## Objectif 1
Réécrivez le passage de l'article sur la réforme du droit de la famille commençant à « Les membres du » et se terminant à « poursuivi Me Komlosy. », en remplaçant « sondage » par « questionnaire ».
## Objectif 2
Répondez aux questions suivantes d'après l'article sur la réforme du droit de la famille.
(a) Qui est la ministre de la Justice du Québec ?
(b) Quelle région était exclue de la tournée de consultation de la ministre ?
(c) Dans quel code le comité souhaite-t-il que la notion de conjoints de fait soit clairement définie ?

═══ Texte fourni ═══

Réforme du droit de la famille : le Barreau d’Arthabaska prend position

Réforme du droit de la famille : le Barreau d’Arthabaska prend position
André Komlosy (Photo : Gracieuseté)

DROIT. Le Barreau d’Arthabaska a décidé de prendre position et de suivre de près l’évolution du projet de réforme du droit de la famille que le gouvernement du Québec s’apprête à initier cet automne.

«La ministre de la Justice du Québec, Sonia Lebel, a effectué une tournée de consultation ces derniers mois mais malheureusement la région du Centre du Québec, couverte par le Barreau d’Arthabaska, en était exclus. Nous avons donc décidé de mettre sur pied un comité sur le droit de la famille composé d’avocats de notre région afin de faire valoir notre opinion sur cette importante réforme à venir. Cela s’est traduit par l’envoie d’une lettre à la ministre de la Justice du Québec contenant des observations et commentaires», a indiqué le bâtonnier du Barreau d’Arthabaska, Me André Y. Komlosy.

Le premier élément qui est ressorti des travaux du comité est la nécessité que la notion de conjoints de fait soit clairement définie au Code Civil du Québec (CCQ), ce qui n’est pas le cas actuellement.

Le comité croit également que cette définition doit s’appliquer non seulement au Code civil du Québec et aux différentes législations ou réglementations connexes, mais à toutes les lois et règlements du Québec, quels qu’ils soient.

«Si la notion de conjoints mariés est identique dans toutes les législations du Québec, ainsi doit-il en être pour la notion de conjoints de fait. Nous ne pouvons, par exemple, considérer ni expliquer que la notion de conjoints de fait pourrait être différente dans la Loi sur les impôts que celle dans la Loi sur les rentes du Québec ou de toute autre loi au Québec», a précisé le bâtonnier.

Non à un nouveau régime pour les conjoints de fait

Les membres du comité ont également constaté qu’aucune étude, consultation ou sondage ne semblent avoir été effectuée auprès des conjoints de fait.

«Devant ce vide, n’y a-t-il pas lieu de se demander si les conjoints de fait demandent quelque chose et, si oui, que demandent-ils? Si l’on considère que des obligations alimentaires et des obligations patrimoniales constituent un régime de protection, quelle est la protection que les conjoints de fait demandent? En l’absence de réponse à ces interrogations, nous ne pouvons que spéculer sur leurs besoins», a poursuivi Me Komlosy.

═══ Données fournies ═══

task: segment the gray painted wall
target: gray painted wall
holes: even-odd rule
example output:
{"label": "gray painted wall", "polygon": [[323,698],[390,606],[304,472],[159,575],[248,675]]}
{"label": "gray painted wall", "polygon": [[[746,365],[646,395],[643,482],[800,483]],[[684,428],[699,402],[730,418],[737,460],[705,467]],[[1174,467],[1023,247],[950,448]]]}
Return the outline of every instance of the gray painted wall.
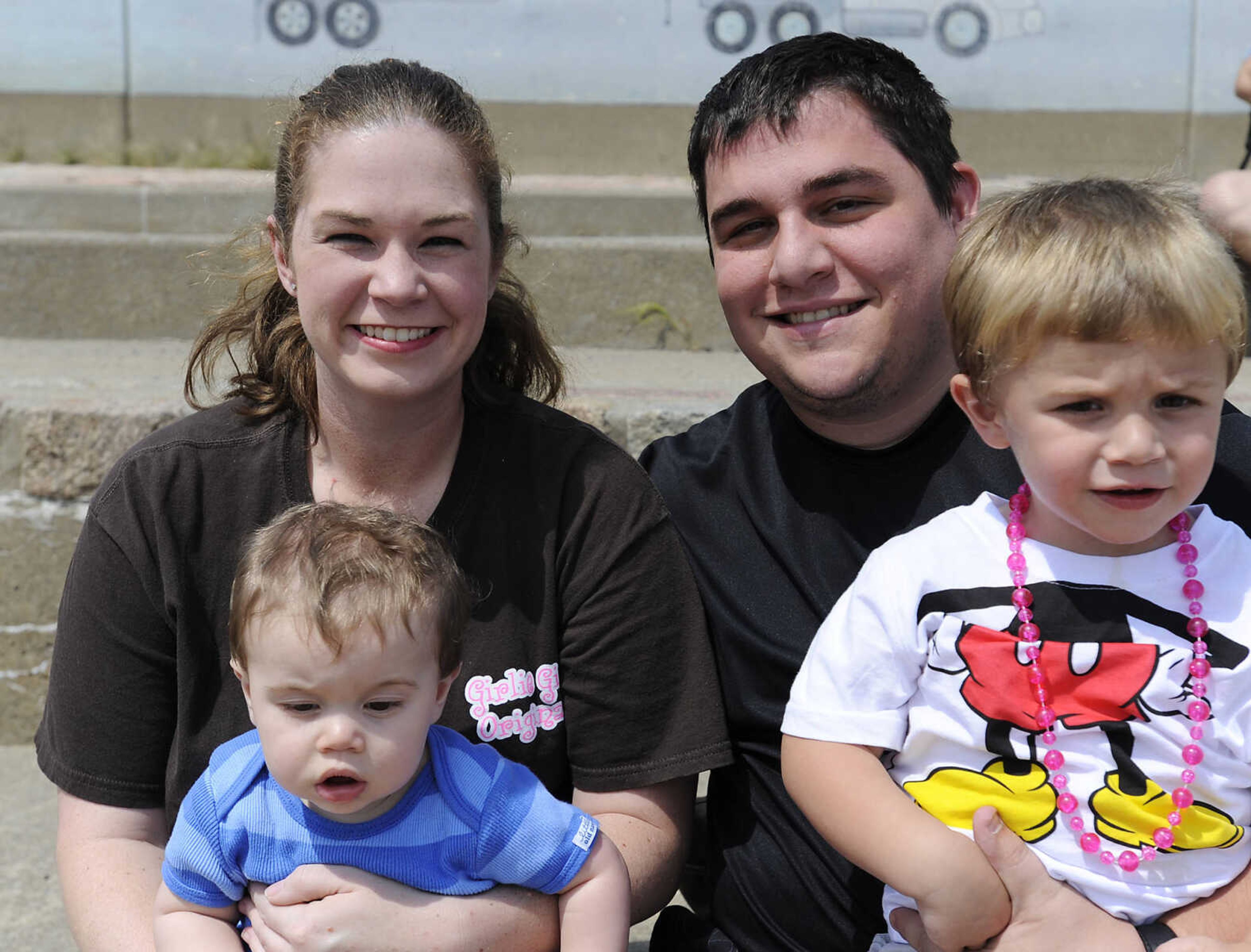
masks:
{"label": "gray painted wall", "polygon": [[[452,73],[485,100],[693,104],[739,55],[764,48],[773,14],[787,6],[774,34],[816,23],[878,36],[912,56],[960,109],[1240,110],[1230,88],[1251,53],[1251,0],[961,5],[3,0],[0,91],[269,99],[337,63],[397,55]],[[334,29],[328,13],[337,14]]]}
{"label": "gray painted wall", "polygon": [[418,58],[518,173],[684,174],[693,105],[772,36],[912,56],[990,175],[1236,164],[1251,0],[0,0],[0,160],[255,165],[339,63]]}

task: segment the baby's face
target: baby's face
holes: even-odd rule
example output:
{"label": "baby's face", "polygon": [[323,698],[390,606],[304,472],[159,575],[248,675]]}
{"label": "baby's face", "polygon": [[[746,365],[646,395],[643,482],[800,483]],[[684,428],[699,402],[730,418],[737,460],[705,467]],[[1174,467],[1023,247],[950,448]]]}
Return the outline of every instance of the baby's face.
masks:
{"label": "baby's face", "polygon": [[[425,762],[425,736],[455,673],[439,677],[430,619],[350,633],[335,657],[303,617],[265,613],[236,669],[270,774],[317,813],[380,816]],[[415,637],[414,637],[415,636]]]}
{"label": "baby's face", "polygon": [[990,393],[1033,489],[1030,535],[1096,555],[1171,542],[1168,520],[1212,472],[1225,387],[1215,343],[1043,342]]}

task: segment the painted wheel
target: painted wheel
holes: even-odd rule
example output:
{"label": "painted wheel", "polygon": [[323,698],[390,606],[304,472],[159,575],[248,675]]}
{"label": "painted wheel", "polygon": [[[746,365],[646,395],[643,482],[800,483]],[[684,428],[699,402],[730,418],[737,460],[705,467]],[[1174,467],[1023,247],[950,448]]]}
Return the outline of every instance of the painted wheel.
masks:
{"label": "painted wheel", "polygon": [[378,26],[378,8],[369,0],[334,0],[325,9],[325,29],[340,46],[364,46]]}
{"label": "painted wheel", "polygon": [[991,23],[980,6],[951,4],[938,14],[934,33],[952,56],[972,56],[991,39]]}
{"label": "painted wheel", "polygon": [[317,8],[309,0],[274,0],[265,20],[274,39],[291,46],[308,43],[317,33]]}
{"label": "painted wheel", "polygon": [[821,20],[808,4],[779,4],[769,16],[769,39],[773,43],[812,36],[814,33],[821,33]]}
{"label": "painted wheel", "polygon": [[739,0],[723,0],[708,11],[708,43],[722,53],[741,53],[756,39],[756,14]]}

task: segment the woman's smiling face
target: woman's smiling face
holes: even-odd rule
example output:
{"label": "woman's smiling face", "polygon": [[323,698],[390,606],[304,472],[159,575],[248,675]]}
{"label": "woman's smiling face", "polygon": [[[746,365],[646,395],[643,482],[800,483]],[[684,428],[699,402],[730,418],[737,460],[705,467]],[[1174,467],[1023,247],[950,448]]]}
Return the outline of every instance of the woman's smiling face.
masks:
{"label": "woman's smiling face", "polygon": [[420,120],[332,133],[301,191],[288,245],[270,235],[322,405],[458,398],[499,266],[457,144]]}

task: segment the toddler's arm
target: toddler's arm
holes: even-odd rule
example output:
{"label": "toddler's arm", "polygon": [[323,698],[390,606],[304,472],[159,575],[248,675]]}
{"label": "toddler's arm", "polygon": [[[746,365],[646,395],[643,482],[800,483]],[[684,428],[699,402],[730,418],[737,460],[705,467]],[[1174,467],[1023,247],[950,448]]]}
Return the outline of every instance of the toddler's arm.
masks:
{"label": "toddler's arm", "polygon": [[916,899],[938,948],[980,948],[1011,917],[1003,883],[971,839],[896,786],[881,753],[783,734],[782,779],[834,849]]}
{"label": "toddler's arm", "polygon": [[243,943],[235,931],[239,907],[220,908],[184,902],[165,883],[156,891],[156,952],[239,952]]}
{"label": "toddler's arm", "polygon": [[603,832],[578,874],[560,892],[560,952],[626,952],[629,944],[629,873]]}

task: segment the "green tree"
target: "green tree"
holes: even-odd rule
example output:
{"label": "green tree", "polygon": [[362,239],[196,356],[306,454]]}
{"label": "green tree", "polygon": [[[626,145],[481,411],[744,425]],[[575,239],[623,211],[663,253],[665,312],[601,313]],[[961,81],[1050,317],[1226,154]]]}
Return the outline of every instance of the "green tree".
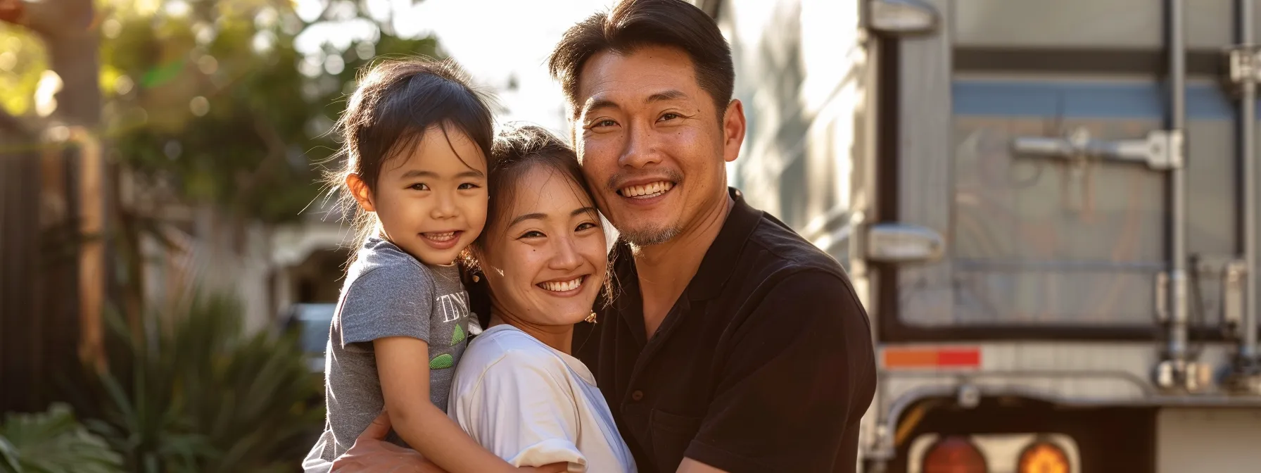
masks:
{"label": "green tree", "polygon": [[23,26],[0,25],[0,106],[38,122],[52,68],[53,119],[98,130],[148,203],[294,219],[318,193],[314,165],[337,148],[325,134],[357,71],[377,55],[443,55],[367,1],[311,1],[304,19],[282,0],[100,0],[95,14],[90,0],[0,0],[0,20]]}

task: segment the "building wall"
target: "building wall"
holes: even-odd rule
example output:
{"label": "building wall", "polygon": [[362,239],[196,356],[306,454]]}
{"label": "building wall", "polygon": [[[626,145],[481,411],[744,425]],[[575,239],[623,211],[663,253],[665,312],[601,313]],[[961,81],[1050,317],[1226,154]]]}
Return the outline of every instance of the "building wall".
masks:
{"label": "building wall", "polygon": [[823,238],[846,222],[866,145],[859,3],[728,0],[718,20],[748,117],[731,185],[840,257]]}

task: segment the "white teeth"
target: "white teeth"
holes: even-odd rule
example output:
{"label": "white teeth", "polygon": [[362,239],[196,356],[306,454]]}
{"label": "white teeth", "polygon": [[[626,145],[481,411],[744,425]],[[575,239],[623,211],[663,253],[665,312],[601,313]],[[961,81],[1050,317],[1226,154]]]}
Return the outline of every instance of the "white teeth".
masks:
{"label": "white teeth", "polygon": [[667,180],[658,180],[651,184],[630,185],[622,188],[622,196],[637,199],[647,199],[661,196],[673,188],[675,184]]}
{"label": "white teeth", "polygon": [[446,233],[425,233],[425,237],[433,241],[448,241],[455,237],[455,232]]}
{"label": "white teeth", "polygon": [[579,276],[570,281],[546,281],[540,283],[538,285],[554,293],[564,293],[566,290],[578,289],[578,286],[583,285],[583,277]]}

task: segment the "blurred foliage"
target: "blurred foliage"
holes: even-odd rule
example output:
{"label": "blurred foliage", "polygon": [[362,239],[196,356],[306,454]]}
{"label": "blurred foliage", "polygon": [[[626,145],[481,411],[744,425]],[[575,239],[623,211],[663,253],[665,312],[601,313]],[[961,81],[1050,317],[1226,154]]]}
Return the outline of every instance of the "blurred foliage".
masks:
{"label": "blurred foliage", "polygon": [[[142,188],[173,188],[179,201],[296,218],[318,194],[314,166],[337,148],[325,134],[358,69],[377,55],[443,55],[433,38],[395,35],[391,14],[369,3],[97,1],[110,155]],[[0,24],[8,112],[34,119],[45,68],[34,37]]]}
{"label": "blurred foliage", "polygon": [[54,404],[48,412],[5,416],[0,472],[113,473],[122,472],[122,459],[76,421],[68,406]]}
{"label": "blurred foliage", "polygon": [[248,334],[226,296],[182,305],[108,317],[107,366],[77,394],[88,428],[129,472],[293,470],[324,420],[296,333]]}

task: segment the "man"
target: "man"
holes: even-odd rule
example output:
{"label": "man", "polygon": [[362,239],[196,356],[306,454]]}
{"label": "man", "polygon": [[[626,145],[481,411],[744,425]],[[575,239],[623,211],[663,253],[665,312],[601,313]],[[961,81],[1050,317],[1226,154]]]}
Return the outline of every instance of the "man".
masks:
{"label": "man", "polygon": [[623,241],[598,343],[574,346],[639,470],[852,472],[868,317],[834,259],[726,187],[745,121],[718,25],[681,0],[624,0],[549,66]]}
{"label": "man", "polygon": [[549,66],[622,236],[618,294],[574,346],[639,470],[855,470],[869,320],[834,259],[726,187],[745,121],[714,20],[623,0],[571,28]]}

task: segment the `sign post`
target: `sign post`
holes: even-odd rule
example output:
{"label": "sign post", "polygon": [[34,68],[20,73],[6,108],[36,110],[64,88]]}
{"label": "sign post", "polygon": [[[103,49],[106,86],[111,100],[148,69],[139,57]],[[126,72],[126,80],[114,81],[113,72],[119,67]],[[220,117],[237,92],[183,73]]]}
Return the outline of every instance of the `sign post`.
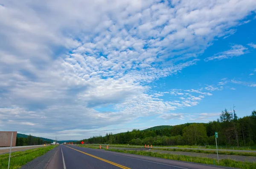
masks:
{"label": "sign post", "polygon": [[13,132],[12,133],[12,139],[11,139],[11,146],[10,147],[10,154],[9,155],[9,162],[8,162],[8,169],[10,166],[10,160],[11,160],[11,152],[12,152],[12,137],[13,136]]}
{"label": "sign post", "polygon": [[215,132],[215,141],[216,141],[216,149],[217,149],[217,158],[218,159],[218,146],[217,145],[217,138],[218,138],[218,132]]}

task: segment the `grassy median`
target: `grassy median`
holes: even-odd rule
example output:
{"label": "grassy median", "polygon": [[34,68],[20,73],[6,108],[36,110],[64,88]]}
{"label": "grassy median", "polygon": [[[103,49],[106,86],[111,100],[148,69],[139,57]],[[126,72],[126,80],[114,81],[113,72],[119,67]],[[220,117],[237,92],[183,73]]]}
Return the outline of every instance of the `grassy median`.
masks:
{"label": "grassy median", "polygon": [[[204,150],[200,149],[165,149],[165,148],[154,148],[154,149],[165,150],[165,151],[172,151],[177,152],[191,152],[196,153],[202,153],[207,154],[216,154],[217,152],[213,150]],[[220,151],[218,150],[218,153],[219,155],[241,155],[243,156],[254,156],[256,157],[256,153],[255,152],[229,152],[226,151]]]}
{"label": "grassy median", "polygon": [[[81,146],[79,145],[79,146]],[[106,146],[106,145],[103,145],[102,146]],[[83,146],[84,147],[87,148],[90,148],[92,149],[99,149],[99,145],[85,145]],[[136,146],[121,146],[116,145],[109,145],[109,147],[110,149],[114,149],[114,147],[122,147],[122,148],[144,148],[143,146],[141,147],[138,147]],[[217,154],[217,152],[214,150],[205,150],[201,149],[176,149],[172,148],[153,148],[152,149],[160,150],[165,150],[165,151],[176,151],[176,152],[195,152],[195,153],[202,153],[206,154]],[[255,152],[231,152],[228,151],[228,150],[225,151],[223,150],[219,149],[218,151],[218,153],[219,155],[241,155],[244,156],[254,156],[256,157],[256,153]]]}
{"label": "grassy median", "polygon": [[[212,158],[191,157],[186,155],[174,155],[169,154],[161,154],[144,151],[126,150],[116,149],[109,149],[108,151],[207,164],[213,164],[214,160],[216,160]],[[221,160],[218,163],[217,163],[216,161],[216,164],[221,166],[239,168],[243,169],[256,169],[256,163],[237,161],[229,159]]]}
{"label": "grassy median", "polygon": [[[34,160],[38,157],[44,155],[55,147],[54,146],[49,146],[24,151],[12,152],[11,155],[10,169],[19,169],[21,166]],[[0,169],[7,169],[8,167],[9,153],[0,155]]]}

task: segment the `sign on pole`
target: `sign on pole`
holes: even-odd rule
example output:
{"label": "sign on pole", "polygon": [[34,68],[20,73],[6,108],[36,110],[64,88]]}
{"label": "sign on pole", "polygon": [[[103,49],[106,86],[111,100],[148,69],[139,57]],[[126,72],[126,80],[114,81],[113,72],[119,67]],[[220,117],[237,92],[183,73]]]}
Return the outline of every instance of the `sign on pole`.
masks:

═══

## Corrigé 1
Les membres du comité ont également constaté qu’aucune étude, consultation ou questionnaire ne semblent avoir été effectuée auprès des conjoints de fait.

«Devant ce vide, n’y a-t-il pas lieu de se demander si les conjoints de fait demandent quelque chose et, si oui, que demandent-ils? Si l’on considère que des obligations alimentaires et des obligations patrimoniales constituent un régime de protection, quelle est la protection que les conjoints de fait demandent? En l’absence de réponse à ces interrogations, nous ne pouvons que spéculer sur leurs besoins», a poursuivi Me Komlosy.

## Corrigé 2
(a) Sonia Lebel
(b) La région du Centre du Québec
(c) Le Code civil du Québec (CCQ)